═══ Text shown
Theatre people, identifiable rogues and vagabonds, can be affectionate, even sentimental, about our stagehouses. We love the stories.

I was lucky some years ago to work in one of the grandest of the country’s historic summer stock houses, the Elitch Theatre in Denver, Colorado. Ah, Elitch’s! The first resident stock company west of the Mississippi. The longest continuously operating summer theater in the country. Called by Cecil B. DeMille “one of the cradles of American drama.” Fourteen hundred wooden seats (plus boxes!) with an oversized stagehouse enabling scene changes in the grand old style, with sets built on full-stage wagons and moved by stagehands, while scenery flew in and out from the high loft overhead. (Good-bye, street scene, hello interior, next is the palace ballroom!) The theatre was set in the middle of an historic amusement park (of course it was!) and carried every bit of its history in its bones.
══════
═══ Supplied entries
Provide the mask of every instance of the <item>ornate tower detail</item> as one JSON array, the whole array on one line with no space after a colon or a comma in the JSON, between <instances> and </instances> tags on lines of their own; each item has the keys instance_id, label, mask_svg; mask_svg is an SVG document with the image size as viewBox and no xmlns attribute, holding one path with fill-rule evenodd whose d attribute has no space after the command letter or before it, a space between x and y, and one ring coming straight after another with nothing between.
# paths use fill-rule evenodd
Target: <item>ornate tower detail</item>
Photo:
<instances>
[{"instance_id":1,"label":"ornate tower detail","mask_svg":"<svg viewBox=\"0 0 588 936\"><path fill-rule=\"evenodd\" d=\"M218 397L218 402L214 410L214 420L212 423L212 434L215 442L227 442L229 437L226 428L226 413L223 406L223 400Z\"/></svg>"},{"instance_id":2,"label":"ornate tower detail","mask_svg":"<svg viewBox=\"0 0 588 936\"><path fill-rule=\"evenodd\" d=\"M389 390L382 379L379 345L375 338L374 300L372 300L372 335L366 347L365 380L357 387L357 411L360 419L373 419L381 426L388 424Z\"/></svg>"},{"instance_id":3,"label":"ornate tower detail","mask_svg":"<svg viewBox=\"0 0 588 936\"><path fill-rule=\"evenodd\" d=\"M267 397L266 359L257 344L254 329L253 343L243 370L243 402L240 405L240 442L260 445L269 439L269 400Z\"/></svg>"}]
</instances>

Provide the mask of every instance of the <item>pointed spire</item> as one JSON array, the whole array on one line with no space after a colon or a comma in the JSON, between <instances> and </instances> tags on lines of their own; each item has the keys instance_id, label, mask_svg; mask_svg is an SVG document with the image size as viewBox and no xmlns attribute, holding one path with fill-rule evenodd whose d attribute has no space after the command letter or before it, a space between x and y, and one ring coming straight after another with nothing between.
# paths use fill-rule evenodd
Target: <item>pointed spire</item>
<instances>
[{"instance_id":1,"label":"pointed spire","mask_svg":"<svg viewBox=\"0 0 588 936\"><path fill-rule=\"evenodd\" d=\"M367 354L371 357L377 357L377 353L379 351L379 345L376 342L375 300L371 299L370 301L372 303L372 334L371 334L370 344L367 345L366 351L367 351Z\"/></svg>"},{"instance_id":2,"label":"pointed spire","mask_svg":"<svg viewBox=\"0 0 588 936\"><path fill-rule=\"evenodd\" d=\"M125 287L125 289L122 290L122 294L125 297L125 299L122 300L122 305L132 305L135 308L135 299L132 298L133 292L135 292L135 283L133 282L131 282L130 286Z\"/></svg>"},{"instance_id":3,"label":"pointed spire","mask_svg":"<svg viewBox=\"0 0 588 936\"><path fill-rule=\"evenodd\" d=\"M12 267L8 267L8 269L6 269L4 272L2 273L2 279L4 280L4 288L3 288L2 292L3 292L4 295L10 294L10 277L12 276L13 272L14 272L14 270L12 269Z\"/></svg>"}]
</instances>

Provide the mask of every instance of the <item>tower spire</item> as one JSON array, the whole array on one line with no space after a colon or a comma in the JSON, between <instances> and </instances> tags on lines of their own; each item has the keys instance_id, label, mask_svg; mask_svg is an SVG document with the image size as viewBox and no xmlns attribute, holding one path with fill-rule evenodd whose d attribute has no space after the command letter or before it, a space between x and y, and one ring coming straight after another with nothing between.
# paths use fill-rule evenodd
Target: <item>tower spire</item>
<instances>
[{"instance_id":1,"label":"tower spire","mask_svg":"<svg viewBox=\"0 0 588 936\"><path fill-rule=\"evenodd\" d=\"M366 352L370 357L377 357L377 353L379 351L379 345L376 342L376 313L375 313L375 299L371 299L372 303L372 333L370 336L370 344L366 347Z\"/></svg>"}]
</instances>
══════
(Exercise tasks)
(a) Answer these questions from the passage about the Elitch Theatre:
(i) What does the writer say theatre people love?
(ii) Who called the Elitch Theatre "one of the cradles of American drama"?
(iii) How many wooden seats did the theatre have, not counting the boxes?
(b) Put this sentence from the passage about the Elitch Theatre into Spanish: "Theatre people, identifiable rogues and vagabonds, can be affectionate, even sentimental, about our stagehouses."
(c) According to the passage about the Elitch Theatre, what allowed the theatre to change scenes in the grand old style? Explain in one to three sentences.

(Answers provided)
(a)
(i) The stories.
(ii) Cecil B. DeMille.
(iii) Fourteen hundred.

(b) La gente del teatro, pícaros y vagabundos reconocibles, puede ser afectuosa, incluso sentimental, con nuestros edificios teatrales.

(c) Its oversized stagehouse made those scene changes possible. Sets were built on full-stage wagons that stagehands moved, and scenery flew in and out from the high loft overhead.